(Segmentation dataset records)
* start *
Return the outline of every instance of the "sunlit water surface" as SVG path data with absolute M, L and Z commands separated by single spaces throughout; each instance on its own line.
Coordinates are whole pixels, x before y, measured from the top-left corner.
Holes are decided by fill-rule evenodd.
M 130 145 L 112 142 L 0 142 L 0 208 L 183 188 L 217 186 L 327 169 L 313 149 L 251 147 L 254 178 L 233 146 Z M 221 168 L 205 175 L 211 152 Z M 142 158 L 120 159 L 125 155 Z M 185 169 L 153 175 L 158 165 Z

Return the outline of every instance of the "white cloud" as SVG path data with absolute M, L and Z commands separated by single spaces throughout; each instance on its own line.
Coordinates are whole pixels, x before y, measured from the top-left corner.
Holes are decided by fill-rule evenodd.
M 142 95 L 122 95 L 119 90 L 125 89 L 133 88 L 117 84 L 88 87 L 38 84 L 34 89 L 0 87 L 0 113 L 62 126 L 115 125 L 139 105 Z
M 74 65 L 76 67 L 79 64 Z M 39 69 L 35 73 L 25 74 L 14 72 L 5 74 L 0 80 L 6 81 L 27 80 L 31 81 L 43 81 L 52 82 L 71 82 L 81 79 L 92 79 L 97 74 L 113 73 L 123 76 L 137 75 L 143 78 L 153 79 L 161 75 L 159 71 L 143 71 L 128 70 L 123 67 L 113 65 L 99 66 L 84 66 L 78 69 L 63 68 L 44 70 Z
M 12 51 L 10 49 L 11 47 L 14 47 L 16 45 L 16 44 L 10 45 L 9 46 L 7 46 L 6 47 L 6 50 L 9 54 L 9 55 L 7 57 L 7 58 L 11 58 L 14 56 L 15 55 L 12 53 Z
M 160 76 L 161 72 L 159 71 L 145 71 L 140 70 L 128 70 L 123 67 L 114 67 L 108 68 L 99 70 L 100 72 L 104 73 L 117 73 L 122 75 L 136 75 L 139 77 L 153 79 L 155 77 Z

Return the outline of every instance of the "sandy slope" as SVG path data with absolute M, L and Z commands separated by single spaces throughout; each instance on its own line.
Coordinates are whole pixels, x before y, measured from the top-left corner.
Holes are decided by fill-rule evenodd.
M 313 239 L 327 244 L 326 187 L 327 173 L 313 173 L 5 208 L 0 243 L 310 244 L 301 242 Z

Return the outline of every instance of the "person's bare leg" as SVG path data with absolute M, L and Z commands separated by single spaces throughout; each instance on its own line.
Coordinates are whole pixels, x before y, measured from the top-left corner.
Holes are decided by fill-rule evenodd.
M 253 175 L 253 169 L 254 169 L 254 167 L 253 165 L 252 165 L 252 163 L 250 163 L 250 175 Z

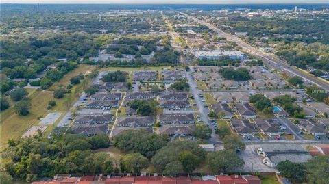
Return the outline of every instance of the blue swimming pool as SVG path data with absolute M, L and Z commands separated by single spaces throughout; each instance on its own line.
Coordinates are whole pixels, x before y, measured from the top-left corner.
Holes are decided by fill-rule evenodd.
M 280 111 L 281 111 L 281 109 L 280 109 L 279 107 L 278 107 L 278 106 L 274 106 L 274 107 L 273 107 L 273 111 L 274 112 L 280 112 Z

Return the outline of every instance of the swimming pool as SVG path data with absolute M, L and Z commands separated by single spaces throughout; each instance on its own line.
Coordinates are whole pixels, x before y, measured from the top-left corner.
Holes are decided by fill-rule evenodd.
M 273 111 L 274 112 L 278 113 L 278 112 L 281 111 L 281 109 L 280 109 L 279 107 L 278 107 L 278 106 L 274 106 L 274 107 L 273 107 Z

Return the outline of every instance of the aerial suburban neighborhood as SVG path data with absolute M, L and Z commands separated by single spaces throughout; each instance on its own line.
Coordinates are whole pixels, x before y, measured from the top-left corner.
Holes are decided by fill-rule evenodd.
M 329 183 L 328 3 L 1 10 L 1 183 Z

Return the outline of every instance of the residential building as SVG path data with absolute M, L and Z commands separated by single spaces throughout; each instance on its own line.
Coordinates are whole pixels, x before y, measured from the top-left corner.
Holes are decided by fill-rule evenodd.
M 114 108 L 119 107 L 118 101 L 91 101 L 86 105 L 87 109 L 103 109 L 103 108 Z
M 130 92 L 127 93 L 127 99 L 153 99 L 155 94 L 149 92 Z
M 76 124 L 109 124 L 113 121 L 113 115 L 111 114 L 79 114 L 74 120 Z
M 99 92 L 90 96 L 92 101 L 119 101 L 121 98 L 120 92 Z
M 234 107 L 236 111 L 243 118 L 254 118 L 258 116 L 257 114 L 247 103 L 236 103 Z
M 221 116 L 221 118 L 232 118 L 234 116 L 233 111 L 227 103 L 212 104 L 211 108 L 216 114 Z
M 160 107 L 169 109 L 186 109 L 190 107 L 190 102 L 188 100 L 161 101 L 160 101 Z
M 159 120 L 162 124 L 192 124 L 195 122 L 192 113 L 162 114 L 160 115 Z
M 130 116 L 120 117 L 117 123 L 117 127 L 151 127 L 154 123 L 154 118 L 152 116 Z
M 312 159 L 299 144 L 261 144 L 257 153 L 263 157 L 263 163 L 271 168 L 276 167 L 282 161 L 304 163 Z
M 184 101 L 187 100 L 186 92 L 163 92 L 159 94 L 159 98 L 161 101 Z
M 195 131 L 195 124 L 163 124 L 158 129 L 158 133 L 166 134 L 169 137 L 193 136 Z
M 253 136 L 256 134 L 257 126 L 251 124 L 247 119 L 231 119 L 231 127 L 240 135 Z

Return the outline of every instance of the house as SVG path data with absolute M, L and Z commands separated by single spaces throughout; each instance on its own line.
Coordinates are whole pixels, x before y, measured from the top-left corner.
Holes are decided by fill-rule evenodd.
M 312 159 L 300 144 L 261 144 L 257 153 L 263 157 L 263 163 L 271 168 L 276 167 L 282 161 L 305 163 Z
M 184 101 L 187 100 L 187 93 L 180 92 L 163 92 L 159 94 L 161 101 Z
M 103 109 L 119 107 L 118 101 L 91 101 L 86 105 L 87 109 Z
M 214 144 L 199 144 L 206 151 L 215 151 Z
M 180 109 L 190 107 L 188 100 L 183 101 L 161 101 L 160 107 L 169 109 Z
M 121 98 L 121 93 L 120 92 L 100 92 L 93 94 L 90 96 L 92 101 L 119 101 Z
M 257 133 L 257 127 L 247 119 L 231 119 L 231 127 L 240 135 L 251 136 Z
M 113 115 L 111 114 L 79 114 L 75 119 L 75 124 L 109 124 L 113 121 Z
M 195 123 L 192 113 L 162 114 L 159 116 L 160 122 L 166 124 L 192 124 Z
M 133 109 L 130 108 L 130 107 L 127 106 L 125 108 L 125 114 L 127 114 L 127 116 L 136 115 L 137 112 L 135 109 Z
M 164 71 L 162 77 L 164 82 L 174 82 L 185 78 L 185 75 L 182 71 Z
M 307 105 L 315 111 L 322 115 L 327 114 L 329 115 L 329 106 L 321 102 L 309 102 Z
M 317 118 L 317 122 L 324 124 L 326 129 L 329 130 L 329 118 Z
M 127 88 L 127 83 L 125 82 L 106 82 L 99 84 L 98 88 L 100 91 L 106 91 L 106 90 L 121 90 Z
M 258 116 L 257 114 L 247 103 L 236 103 L 234 107 L 236 111 L 243 118 L 254 118 Z
M 71 127 L 71 129 L 73 133 L 80 134 L 85 137 L 107 134 L 108 133 L 107 124 L 73 124 Z
M 121 117 L 117 123 L 117 127 L 151 127 L 154 123 L 154 118 L 152 116 L 130 116 Z
M 221 103 L 230 103 L 234 101 L 234 97 L 230 92 L 214 92 L 214 98 Z
M 221 85 L 223 88 L 230 89 L 236 89 L 241 87 L 239 82 L 233 80 L 223 80 L 221 81 Z
M 232 118 L 234 116 L 233 111 L 227 103 L 212 104 L 211 108 L 216 114 L 220 115 L 222 118 Z
M 196 126 L 192 124 L 163 124 L 158 129 L 158 133 L 165 134 L 169 137 L 193 136 Z
M 297 119 L 298 122 L 297 127 L 302 131 L 313 135 L 322 135 L 327 133 L 325 126 L 315 123 L 313 120 Z
M 205 83 L 210 89 L 219 89 L 223 88 L 223 85 L 220 81 L 207 81 Z
M 209 80 L 210 76 L 206 73 L 196 73 L 194 75 L 195 80 L 197 81 L 207 81 Z
M 317 114 L 313 111 L 313 109 L 304 104 L 303 103 L 296 103 L 296 104 L 300 107 L 303 108 L 303 111 L 305 114 L 305 118 L 314 118 L 317 116 Z
M 247 103 L 249 102 L 250 95 L 247 92 L 231 92 L 234 99 L 238 102 Z
M 130 92 L 127 93 L 127 99 L 153 99 L 155 94 L 148 92 Z
M 254 121 L 265 135 L 276 136 L 284 133 L 284 131 L 279 129 L 280 123 L 278 119 L 255 119 Z

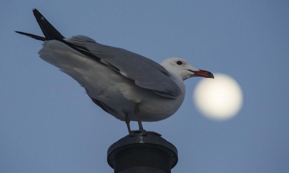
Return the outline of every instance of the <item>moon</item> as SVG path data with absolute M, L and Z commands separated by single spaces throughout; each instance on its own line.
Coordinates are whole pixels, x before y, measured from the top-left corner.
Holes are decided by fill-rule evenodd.
M 238 82 L 225 74 L 214 74 L 198 83 L 192 97 L 197 109 L 205 116 L 222 121 L 234 116 L 243 104 L 243 93 Z

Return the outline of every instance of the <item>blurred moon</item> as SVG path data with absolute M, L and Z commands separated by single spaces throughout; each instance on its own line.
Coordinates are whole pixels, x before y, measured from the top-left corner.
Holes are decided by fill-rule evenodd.
M 193 99 L 197 109 L 210 119 L 223 120 L 239 112 L 243 104 L 241 87 L 233 78 L 221 73 L 214 79 L 204 78 L 197 84 Z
* end *
**WRITTEN EXERCISE**
Write out, word for word, every line from the one containing "Return the outline of every instance of the <item>moon</item>" through the last line of the records above.

**THE RESULT**
Return the outline of every instance of the <item>moon</item> as SVG path data with absolute M, L and Z commands separated by single spaces throughout; each instance on its own line.
Coordinates are whole pixels, x before y, measured from the top-left corner.
Holes are decided by fill-rule evenodd.
M 238 82 L 225 74 L 214 74 L 198 83 L 192 97 L 197 109 L 205 116 L 222 121 L 234 116 L 243 104 L 243 93 Z

Return the outline of every instance of the <item>blurred moon</item> as SVG path data with absolute M, L and Z commands separated by single spaces throughout; each instance on its own line.
Coordinates are whole pixels, x before y, measured from the top-left corner.
Holes are decided by fill-rule evenodd.
M 193 99 L 197 109 L 210 119 L 223 120 L 239 112 L 243 104 L 241 87 L 233 78 L 221 73 L 214 79 L 204 78 L 197 84 Z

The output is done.